Task brief -> Give back the entries verbatim.
[Records supplied]
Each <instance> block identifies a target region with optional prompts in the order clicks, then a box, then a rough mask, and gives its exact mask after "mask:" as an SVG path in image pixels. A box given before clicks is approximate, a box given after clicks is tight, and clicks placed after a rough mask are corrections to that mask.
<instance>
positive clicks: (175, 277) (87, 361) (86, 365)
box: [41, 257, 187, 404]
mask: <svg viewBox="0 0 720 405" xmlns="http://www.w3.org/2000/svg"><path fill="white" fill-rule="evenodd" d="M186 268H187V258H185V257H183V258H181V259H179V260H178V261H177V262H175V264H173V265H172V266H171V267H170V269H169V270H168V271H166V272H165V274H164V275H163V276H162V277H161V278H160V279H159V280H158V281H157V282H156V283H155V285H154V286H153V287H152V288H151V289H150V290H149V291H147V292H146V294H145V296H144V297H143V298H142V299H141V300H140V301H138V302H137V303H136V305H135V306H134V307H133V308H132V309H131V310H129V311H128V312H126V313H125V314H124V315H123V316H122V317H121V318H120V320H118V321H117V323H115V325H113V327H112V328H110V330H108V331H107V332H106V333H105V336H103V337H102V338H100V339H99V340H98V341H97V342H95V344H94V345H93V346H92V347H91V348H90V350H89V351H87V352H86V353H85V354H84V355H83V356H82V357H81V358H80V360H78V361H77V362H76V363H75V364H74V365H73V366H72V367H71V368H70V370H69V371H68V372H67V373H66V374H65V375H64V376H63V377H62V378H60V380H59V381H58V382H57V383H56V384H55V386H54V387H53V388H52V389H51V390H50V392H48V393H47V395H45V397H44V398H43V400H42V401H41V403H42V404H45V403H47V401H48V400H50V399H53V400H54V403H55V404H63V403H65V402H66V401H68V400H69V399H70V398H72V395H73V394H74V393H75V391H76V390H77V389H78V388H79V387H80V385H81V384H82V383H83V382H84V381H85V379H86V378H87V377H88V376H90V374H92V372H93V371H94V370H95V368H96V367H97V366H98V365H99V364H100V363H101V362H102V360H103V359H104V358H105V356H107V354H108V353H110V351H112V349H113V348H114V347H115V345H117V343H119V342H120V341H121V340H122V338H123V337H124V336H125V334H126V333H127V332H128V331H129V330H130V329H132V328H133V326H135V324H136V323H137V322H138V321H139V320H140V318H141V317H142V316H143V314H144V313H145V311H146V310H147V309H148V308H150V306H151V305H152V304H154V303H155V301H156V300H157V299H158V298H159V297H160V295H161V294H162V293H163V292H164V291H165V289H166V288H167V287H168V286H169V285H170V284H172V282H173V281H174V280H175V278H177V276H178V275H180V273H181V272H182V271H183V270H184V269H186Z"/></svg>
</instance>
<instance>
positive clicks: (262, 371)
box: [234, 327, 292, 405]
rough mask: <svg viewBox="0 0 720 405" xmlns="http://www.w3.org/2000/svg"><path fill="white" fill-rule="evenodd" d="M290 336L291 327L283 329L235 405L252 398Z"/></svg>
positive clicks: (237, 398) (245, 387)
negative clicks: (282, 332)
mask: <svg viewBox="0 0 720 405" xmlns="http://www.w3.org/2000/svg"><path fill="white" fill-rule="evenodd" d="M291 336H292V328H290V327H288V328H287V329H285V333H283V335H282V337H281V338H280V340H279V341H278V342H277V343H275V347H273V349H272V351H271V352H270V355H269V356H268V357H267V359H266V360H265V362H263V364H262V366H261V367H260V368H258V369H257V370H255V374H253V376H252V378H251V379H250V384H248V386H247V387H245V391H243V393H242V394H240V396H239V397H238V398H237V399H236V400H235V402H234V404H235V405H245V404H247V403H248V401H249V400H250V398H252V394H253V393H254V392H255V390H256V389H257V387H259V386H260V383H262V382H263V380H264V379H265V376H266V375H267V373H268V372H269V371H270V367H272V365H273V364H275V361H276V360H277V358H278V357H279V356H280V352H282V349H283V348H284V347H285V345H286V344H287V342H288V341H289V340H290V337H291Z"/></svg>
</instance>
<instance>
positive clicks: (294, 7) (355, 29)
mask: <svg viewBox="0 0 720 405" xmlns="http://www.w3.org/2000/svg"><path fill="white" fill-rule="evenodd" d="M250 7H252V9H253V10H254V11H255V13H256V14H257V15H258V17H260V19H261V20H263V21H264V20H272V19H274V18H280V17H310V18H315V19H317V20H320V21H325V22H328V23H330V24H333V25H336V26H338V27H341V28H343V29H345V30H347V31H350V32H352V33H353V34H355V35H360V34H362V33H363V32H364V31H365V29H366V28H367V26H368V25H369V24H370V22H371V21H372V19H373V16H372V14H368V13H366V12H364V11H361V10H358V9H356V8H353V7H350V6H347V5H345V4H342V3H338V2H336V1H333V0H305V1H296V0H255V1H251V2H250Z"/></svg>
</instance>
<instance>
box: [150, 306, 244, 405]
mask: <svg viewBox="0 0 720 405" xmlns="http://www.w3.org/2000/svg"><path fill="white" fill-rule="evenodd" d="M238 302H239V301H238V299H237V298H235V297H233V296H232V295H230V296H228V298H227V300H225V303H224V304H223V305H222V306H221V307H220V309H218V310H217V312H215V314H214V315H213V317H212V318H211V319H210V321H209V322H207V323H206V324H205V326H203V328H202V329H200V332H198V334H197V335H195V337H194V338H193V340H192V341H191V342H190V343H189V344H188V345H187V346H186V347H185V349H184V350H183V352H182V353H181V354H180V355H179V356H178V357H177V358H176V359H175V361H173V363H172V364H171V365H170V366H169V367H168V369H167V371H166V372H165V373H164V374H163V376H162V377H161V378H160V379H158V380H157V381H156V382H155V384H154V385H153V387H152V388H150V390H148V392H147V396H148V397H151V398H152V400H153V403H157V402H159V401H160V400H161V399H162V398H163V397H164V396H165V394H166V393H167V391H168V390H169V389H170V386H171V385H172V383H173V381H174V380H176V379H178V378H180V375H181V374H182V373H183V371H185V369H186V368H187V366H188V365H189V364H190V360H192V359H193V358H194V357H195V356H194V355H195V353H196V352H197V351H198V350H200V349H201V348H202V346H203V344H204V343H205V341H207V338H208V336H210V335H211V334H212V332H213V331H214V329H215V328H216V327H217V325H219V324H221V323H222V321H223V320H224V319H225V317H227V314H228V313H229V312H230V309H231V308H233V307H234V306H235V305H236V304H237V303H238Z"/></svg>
[/Records supplied]
Exercise output ->
Each <instance> block identifies a target region with optional prompts in the order clicks, then a box, then a rough mask, and gives its exact mask after "mask:" as an SVG path in image pixels. A box given before clicks is approximate, a box given after clicks is tight, and clicks placed after a rough mask are corrections to that mask.
<instance>
positive clicks: (175, 277) (87, 361) (86, 365)
box: [41, 257, 187, 404]
mask: <svg viewBox="0 0 720 405" xmlns="http://www.w3.org/2000/svg"><path fill="white" fill-rule="evenodd" d="M186 268H187V258H185V257H183V258H181V259H179V260H178V261H177V262H175V264H173V265H172V266H171V267H170V269H169V270H168V271H166V272H165V274H164V275H163V276H162V277H161V278H160V279H159V280H158V281H157V282H156V283H155V285H154V286H153V287H152V288H151V289H150V290H149V291H147V292H146V294H145V296H144V297H143V298H142V299H141V300H140V301H138V302H137V303H136V305H135V306H134V307H133V308H132V309H131V310H129V311H128V312H126V313H125V314H124V315H123V316H122V317H121V318H120V320H118V321H117V323H115V325H113V327H112V328H110V330H108V331H107V332H106V333H105V336H103V337H102V338H100V339H99V340H98V341H97V342H95V344H94V345H93V346H92V347H91V348H90V350H89V351H87V352H86V353H85V354H84V355H83V356H82V357H81V358H80V360H78V361H77V362H76V363H75V364H74V365H73V366H72V367H71V368H70V370H69V371H68V372H67V373H66V374H65V375H64V376H63V377H62V378H60V380H59V381H58V382H57V383H56V384H55V386H54V387H53V388H52V389H51V390H50V392H48V393H47V395H45V397H44V398H43V400H42V401H41V403H42V404H45V403H47V401H48V400H50V399H53V400H54V403H55V404H63V403H65V402H66V401H68V400H69V399H70V398H72V395H73V394H74V393H75V391H76V390H77V389H78V388H79V387H80V385H81V384H82V383H83V382H84V381H85V379H86V378H87V377H88V376H90V374H92V372H93V371H94V370H95V368H96V367H97V366H98V365H99V364H100V363H101V362H102V360H103V359H104V358H105V356H107V354H108V353H110V351H112V349H113V348H114V347H115V345H117V343H119V342H120V341H121V340H122V338H123V337H124V336H125V334H126V333H127V332H128V331H129V330H130V329H132V328H133V326H135V324H136V323H137V322H138V321H139V320H140V318H141V317H142V316H143V314H144V313H145V311H146V310H147V309H148V308H150V306H151V305H152V304H154V303H155V301H156V300H157V299H158V298H159V297H160V295H161V294H162V293H163V292H164V291H165V289H166V288H167V287H168V286H169V285H170V284H172V282H173V281H174V280H175V278H177V276H178V275H180V273H181V272H182V271H183V270H184V269H186Z"/></svg>
</instance>
<instance>
positive clicks: (262, 371)
box: [234, 327, 292, 405]
rough mask: <svg viewBox="0 0 720 405" xmlns="http://www.w3.org/2000/svg"><path fill="white" fill-rule="evenodd" d="M290 336L291 327L283 329L235 405L252 398Z"/></svg>
positive clicks: (237, 398) (245, 387)
negative clicks: (282, 332)
mask: <svg viewBox="0 0 720 405" xmlns="http://www.w3.org/2000/svg"><path fill="white" fill-rule="evenodd" d="M291 336H292V328H290V327H288V328H287V329H285V333H283V335H282V337H281V338H280V340H279V341H278V342H277V343H275V347H273V349H272V351H271V352H270V355H269V356H268V357H267V359H266V360H265V362H263V364H262V366H261V367H260V368H258V369H257V370H255V374H253V376H252V378H251V379H250V384H248V386H247V387H245V391H243V393H242V394H240V396H239V397H238V398H237V399H236V400H235V402H234V404H235V405H245V404H247V403H248V401H249V400H250V398H252V394H253V393H254V392H255V390H256V389H257V387H259V386H260V383H262V382H263V380H264V379H265V376H266V375H267V373H268V372H269V371H270V367H272V365H273V364H275V361H276V360H277V358H278V357H279V356H280V352H282V349H283V348H284V347H285V345H286V344H287V342H288V341H289V340H290V337H291Z"/></svg>
</instance>
<instance>
positive clicks: (294, 7) (355, 29)
mask: <svg viewBox="0 0 720 405" xmlns="http://www.w3.org/2000/svg"><path fill="white" fill-rule="evenodd" d="M250 7H252V9H253V10H254V11H255V13H256V14H257V15H258V17H260V19H261V20H263V21H264V20H272V19H274V18H280V17H310V18H315V19H317V20H320V21H325V22H328V23H330V24H333V25H336V26H338V27H341V28H343V29H345V30H347V31H350V32H352V33H353V34H355V35H360V34H362V33H363V32H364V31H365V29H366V28H367V26H368V25H369V24H370V22H371V21H372V19H373V16H372V14H368V13H366V12H364V11H361V10H358V9H356V8H353V7H350V6H347V5H345V4H342V3H338V2H336V1H333V0H305V1H296V0H255V1H251V2H250Z"/></svg>
</instance>
<instance>
box: [150, 306, 244, 405]
mask: <svg viewBox="0 0 720 405" xmlns="http://www.w3.org/2000/svg"><path fill="white" fill-rule="evenodd" d="M238 302H239V301H238V299H237V298H235V297H233V296H232V295H230V296H228V298H227V300H225V303H224V304H223V305H222V306H221V307H220V309H218V310H217V312H215V314H214V315H213V317H212V318H211V319H210V321H209V322H207V323H206V324H205V326H203V328H202V329H200V332H198V334H197V335H195V337H194V338H193V340H192V341H191V342H190V343H189V344H188V345H187V346H186V347H185V349H184V350H183V352H182V353H181V354H180V355H179V356H178V357H177V358H176V359H175V361H173V363H172V364H171V365H170V366H169V367H168V369H167V371H166V372H165V373H164V374H163V376H162V377H161V378H160V379H158V380H157V381H156V382H155V384H154V385H153V387H152V388H150V390H148V392H147V396H148V397H151V398H152V400H153V403H157V402H159V401H160V400H161V399H162V398H163V397H164V396H165V394H166V393H167V391H168V390H169V389H170V386H171V385H172V383H173V381H174V380H176V379H178V378H180V375H181V374H182V373H183V371H185V369H186V368H187V366H188V365H189V364H190V360H192V359H193V358H194V357H195V356H194V355H195V353H196V352H197V351H198V350H200V349H201V348H202V346H203V344H204V343H205V341H207V338H208V336H210V335H211V334H212V332H213V331H214V329H215V328H216V327H217V325H219V324H221V323H222V321H223V320H224V319H225V317H227V314H228V313H229V312H230V309H231V308H233V307H234V306H235V305H236V304H237V303H238Z"/></svg>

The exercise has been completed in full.